## Görev A
Yerel ödeme sistemleri hakkındaki metne göre, yalnızca yabancı kart firmalarının altyapısını kullanmak için yılda yaklaşık ne kadar komisyon ödenmektedir?
· · ·
Yerel ödeme sistemlerinin yükselişindeki sebeplere bakıldığında dışa bağımlılığı azaltmak, ödeme ürünlerini farklılaştırmak, bankacılık sektörünün karlılığını artırmak, yerel sermayeye oluşturarak kaynakların dışarı gitmesine engel olmanın en önemli etmenler olduğu görülmektedir. Ayrıca bankacılık tarafından olaya bakıldığında maliyetleri azaltmanın yanında yerel ihtiyaçlara daha hızlı yenilikçilik ve dinamik çözümler getirme imkanın da yerel kartlı ödeme sisteminin kurulmasında önemli olduğu anlaşılmaktadır.
Ülkemizde Kullanılan Kartların Yabancı Bağımlılığı
Ülkemizdeki kartlı ödeme sistemi de maalesef % 97 oranında küresel firmalar olan VİSA, MASTERCARD, MAESTRO gibi kuruluşlara bağımlı durumdadır. Ülkemizin kartlı ödeme siteminde yabancı bağımlılığına rağmen kartlı ödeme sistemlerinin kullanım durumuna bakıldığında yurtiçi kullanım oranının (%98) yurtdışı kıyas götürmeyecek derece de yüksek olduğu görülmektedir. Yani %98 kart sahibinin uluslararası bir ödeme sistemine ihtiyacı olmamasına karşın bu sistemleri kullanmakta ve boşu boşuna masraf ödenmektedir. Bir diğer acı durumda yabancı kart şirketlerine yapılan komisyonlar ödemeleri Euro ve Dolar bazında yapılmaktadır. Yıllık yaklaşık olarak 130 Milyon dolar gibi bir komisyon sadece bu firmaların alt yapılarını kullandığımız için ödenmektedir.
Dönen ticaret ve nakit işlemin ne kadar büyük olduğunu anlamak için BKM nin 2023 yılı verilerine bakmak yeterli olacaktır. Kredi kartlı işlemlerin 2023 yılı dokuz aylık İşlem hacmi ise 5 Trilyon TL yi aşmış durumdadır. Banka kartları ise nakit çekmeler dahil 2.7 Trilyon Tl ye ulaşmıştır. Özetle 10 Trilyona aşması beklenen bir kartlı işlem hacmi vardır.
· · ·
## Görev B
Listenin başından "[849,56,966,91]" ifadesini içeren satıra kadar olan kısmı, bu satır da dahil olmak üzere, yeniden yazın. Bunu yaparken "locate_target" ifadesini her yerde "find_object" ile değiştirin ve geri kalan her şeyi olduğu gibi bırakın.
· · ·
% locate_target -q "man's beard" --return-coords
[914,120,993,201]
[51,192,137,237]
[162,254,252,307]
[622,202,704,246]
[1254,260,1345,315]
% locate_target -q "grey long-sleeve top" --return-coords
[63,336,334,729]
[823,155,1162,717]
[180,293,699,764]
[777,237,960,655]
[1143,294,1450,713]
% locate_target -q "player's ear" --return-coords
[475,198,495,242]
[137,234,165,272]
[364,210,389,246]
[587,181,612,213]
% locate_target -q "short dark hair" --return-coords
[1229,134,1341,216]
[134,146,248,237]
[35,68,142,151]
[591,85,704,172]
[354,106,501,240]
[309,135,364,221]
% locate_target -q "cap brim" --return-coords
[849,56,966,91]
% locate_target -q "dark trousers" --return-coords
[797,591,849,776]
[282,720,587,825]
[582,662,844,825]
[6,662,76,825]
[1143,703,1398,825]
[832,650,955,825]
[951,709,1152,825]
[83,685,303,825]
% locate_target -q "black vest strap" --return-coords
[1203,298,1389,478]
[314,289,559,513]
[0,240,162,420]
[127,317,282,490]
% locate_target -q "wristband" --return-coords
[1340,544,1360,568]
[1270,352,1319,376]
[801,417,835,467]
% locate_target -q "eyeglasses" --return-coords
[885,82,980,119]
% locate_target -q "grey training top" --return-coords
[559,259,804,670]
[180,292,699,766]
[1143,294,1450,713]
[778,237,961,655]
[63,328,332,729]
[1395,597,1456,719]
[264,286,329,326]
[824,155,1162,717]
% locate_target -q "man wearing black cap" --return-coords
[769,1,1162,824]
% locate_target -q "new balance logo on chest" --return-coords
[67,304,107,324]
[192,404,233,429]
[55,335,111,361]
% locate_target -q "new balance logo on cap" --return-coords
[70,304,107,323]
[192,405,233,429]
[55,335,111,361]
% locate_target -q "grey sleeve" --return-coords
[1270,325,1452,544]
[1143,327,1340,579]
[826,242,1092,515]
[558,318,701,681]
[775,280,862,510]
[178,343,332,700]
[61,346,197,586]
· · ·
## Doğru Yanıt A
Yılda yaklaşık 130 milyon dolar komisyon ödenmektedir.

## Doğru Yanıt B
% find_object -q "man's beard" --return-coords
[914,120,993,201]
[51,192,137,237]
[162,254,252,307]
[622,202,704,246]
[1254,260,1345,315]
% find_object -q "grey long-sleeve top" --return-coords
[63,336,334,729]
[823,155,1162,717]
[180,293,699,764]
[777,237,960,655]
[1143,294,1450,713]
% find_object -q "player's ear" --return-coords
[475,198,495,242]
[137,234,165,272]
[364,210,389,246]
[587,181,612,213]
% find_object -q "short dark hair" --return-coords
[1229,134,1341,216]
[134,146,248,237]
[35,68,142,151]
[591,85,704,172]
[354,106,501,240]
[309,135,364,221]
% find_object -q "cap brim" --return-coords
[849,56,966,91]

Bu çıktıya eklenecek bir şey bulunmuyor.